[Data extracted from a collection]
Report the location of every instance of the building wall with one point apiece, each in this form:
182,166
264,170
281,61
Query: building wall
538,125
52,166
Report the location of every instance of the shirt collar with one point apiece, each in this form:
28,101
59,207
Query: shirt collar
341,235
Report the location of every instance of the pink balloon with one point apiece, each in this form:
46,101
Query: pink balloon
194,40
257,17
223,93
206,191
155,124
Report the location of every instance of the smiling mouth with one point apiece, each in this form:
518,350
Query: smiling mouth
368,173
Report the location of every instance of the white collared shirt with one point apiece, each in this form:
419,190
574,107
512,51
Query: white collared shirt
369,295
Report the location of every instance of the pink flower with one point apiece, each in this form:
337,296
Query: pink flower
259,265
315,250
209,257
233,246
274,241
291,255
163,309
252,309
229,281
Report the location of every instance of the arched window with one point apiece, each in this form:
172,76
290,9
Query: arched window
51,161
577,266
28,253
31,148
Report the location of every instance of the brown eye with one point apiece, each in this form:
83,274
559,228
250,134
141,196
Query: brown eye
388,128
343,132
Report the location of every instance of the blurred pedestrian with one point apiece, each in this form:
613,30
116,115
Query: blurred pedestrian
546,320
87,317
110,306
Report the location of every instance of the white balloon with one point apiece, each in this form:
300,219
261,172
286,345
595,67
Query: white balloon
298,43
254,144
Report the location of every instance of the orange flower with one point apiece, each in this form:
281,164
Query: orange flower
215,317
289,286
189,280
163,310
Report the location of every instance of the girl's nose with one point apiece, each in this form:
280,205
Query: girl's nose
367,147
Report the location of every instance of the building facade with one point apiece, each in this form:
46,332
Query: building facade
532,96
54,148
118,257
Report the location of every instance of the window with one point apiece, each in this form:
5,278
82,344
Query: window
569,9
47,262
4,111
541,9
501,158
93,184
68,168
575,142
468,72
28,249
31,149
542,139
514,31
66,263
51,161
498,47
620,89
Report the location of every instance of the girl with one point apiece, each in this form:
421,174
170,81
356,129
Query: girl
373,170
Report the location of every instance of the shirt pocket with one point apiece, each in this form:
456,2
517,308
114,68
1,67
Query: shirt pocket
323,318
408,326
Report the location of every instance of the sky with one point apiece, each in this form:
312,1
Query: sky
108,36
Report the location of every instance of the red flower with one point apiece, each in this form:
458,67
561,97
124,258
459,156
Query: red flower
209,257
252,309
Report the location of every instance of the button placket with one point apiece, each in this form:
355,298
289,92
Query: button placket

=== TASK INSTRUCTIONS ===
Count of lines that include "placket" in the records above: write that value only.

=== RESULT FOR THIS EXERCISE ===
2